%%

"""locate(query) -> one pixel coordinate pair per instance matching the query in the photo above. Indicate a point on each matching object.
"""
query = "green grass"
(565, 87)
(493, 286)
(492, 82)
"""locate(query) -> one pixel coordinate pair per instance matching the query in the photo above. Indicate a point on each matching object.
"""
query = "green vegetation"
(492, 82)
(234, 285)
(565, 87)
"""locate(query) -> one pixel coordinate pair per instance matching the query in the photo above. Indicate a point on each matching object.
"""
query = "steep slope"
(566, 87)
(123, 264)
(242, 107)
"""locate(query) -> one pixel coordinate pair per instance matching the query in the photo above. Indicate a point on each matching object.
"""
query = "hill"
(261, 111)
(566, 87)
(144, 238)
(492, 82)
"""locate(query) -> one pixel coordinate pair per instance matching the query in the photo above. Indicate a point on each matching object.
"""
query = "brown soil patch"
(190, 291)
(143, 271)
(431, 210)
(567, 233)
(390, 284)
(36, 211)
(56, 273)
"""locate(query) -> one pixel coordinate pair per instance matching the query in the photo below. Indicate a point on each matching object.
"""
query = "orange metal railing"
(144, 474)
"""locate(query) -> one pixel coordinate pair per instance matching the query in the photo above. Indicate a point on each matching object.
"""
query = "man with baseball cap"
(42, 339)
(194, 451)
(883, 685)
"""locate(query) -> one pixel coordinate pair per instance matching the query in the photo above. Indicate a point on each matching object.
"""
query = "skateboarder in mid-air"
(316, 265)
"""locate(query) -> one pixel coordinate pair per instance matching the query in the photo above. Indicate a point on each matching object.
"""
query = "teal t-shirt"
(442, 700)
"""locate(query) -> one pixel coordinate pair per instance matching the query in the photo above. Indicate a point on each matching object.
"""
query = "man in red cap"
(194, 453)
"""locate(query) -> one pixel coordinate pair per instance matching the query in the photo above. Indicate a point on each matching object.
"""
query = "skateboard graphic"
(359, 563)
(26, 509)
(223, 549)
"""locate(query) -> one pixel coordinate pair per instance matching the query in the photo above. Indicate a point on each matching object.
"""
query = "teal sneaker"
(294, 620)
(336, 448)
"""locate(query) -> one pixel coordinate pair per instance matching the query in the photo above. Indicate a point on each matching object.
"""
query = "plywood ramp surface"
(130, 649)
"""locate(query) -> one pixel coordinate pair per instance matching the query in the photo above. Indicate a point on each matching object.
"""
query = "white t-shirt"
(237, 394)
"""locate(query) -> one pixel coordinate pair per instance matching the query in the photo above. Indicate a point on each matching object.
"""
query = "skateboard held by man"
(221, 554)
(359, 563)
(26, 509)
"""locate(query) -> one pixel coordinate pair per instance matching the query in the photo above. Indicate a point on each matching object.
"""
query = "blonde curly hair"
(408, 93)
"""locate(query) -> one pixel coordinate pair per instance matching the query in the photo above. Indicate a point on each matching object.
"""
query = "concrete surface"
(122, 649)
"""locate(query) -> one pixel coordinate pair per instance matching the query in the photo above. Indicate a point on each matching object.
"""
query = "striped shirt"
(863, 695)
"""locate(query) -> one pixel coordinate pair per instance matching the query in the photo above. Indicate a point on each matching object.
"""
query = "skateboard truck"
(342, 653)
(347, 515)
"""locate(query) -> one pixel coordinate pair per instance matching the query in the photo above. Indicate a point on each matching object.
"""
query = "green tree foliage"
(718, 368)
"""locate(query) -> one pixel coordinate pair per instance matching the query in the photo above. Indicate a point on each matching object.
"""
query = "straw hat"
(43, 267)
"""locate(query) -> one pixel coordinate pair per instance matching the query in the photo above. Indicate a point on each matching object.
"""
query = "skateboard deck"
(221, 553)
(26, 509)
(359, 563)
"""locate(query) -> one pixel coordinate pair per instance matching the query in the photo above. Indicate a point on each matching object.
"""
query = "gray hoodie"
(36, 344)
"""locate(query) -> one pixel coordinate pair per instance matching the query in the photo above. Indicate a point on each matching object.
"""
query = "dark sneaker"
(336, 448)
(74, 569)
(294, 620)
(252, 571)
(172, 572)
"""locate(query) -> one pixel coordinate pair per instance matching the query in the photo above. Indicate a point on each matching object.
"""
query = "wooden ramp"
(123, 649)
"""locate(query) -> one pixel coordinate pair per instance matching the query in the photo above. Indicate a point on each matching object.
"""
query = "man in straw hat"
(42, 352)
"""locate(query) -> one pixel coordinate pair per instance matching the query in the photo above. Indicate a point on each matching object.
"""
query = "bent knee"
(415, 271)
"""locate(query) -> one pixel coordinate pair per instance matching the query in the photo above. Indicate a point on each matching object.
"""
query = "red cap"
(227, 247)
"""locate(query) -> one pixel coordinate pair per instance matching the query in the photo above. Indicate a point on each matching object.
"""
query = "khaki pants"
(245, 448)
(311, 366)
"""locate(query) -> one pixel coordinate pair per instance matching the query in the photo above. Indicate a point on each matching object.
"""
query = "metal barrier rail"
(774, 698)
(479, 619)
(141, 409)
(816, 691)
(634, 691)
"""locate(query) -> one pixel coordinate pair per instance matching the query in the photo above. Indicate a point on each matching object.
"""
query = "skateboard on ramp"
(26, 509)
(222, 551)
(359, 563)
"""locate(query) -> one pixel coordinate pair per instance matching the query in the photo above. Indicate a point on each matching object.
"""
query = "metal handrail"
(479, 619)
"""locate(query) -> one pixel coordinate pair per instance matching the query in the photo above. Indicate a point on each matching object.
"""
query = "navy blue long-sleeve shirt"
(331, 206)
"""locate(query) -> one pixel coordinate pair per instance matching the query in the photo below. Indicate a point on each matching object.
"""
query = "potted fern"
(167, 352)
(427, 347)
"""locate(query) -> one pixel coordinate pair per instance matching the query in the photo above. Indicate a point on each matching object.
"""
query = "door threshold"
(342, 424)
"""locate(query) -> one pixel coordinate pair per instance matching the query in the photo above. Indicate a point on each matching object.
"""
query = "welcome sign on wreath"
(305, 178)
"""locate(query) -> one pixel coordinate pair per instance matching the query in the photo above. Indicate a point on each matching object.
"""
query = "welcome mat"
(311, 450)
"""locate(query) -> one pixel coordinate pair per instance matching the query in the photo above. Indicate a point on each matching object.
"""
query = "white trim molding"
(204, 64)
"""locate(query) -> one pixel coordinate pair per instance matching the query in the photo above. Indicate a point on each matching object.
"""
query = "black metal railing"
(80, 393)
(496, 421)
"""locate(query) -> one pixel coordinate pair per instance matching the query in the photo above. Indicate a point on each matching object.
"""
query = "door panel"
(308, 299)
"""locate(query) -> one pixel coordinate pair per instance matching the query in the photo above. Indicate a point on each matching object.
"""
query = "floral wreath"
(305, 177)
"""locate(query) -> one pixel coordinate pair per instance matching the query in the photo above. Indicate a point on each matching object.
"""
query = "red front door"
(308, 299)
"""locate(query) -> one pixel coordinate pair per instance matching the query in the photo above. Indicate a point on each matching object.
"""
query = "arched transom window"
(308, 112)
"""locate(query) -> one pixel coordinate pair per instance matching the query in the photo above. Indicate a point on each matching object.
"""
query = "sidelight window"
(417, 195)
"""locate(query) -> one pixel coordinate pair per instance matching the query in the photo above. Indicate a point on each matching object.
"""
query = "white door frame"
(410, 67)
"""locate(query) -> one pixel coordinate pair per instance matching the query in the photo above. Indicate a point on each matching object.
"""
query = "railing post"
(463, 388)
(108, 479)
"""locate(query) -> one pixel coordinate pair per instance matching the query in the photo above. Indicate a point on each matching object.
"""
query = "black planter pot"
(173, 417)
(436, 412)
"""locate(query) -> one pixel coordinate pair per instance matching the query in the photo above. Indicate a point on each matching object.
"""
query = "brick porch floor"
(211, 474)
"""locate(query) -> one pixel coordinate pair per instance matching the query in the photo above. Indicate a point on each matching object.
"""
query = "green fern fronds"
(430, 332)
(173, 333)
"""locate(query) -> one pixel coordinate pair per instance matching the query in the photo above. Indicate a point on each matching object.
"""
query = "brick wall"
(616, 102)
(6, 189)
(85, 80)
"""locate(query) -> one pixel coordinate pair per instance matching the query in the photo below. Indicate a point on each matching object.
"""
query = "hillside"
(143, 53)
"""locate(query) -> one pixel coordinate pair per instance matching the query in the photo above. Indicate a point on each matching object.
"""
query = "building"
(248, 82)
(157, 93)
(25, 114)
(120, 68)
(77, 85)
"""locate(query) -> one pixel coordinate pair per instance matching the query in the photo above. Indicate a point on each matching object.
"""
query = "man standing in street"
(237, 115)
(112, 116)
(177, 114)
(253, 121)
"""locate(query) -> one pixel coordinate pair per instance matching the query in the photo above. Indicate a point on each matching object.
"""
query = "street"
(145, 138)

%%

Identify each line in the records above that contains the string "shirt", and copy those lines.

### RIGHT ANSWER
query = "teal t-shirt"
query = "white t-shirt"
query = "striped shirt"
query = "navy blue long-sleeve shirt"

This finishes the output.